Do this
Locate every line below that contains the word "brown" and copy each one.

Location identification items:
## START

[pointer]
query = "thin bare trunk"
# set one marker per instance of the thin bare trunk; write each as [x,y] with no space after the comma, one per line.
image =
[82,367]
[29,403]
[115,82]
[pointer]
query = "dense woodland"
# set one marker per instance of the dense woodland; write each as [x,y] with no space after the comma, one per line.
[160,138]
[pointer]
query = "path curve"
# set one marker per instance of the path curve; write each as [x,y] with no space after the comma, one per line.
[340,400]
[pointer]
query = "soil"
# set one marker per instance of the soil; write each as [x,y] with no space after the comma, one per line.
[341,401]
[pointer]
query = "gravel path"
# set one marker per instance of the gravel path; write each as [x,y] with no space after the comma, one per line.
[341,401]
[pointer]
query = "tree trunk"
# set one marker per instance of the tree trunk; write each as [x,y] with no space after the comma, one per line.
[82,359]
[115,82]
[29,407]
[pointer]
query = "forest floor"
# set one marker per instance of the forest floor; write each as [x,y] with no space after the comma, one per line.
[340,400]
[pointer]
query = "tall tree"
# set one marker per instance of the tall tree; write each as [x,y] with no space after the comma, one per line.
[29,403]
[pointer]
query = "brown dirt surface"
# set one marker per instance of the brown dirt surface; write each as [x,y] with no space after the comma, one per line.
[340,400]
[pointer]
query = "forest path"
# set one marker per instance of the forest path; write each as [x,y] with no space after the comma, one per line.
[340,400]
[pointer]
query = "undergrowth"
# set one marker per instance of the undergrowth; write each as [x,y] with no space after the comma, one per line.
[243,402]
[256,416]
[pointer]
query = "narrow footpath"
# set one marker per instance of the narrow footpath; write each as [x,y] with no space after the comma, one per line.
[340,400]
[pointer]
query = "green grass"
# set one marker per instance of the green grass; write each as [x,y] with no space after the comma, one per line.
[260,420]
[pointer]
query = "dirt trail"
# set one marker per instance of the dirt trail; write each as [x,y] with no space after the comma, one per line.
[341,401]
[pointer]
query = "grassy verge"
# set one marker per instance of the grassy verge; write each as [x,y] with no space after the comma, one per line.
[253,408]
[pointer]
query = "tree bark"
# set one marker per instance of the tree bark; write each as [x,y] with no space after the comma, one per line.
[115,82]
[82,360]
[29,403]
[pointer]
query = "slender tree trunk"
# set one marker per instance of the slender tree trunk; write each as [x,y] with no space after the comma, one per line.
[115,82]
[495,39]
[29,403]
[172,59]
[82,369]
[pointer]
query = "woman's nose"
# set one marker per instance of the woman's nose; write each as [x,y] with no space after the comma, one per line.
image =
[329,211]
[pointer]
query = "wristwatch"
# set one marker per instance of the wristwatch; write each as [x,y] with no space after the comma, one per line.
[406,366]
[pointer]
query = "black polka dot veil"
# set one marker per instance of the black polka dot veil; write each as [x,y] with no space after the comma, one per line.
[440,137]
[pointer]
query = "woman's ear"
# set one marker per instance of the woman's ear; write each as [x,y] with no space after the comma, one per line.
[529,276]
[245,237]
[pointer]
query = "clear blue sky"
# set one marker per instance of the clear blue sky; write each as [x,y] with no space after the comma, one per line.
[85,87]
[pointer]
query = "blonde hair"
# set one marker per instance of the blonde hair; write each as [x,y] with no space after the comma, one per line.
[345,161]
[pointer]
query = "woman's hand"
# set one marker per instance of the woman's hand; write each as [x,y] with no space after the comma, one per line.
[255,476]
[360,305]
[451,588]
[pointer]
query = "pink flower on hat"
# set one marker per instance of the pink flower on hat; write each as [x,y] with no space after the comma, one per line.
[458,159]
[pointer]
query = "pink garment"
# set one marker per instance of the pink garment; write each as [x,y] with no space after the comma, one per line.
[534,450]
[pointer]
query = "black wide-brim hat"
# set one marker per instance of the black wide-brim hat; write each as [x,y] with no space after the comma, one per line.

## END

Written reply
query = "brown dirt surface"
# set one marker per instance of the brown dirt surface; write each as [x,y] with no space after the comma, one per line.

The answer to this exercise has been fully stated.